(Task directions) Retype all of the data without changing a single word.

─── Data supplied

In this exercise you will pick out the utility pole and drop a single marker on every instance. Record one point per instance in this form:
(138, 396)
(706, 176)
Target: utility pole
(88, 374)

──────

(Task response)
In this exercise you will pick out the utility pole and drop a single marker on every instance. Record one point per instance in this form:
(138, 396)
(706, 176)
Target: utility pole
(88, 374)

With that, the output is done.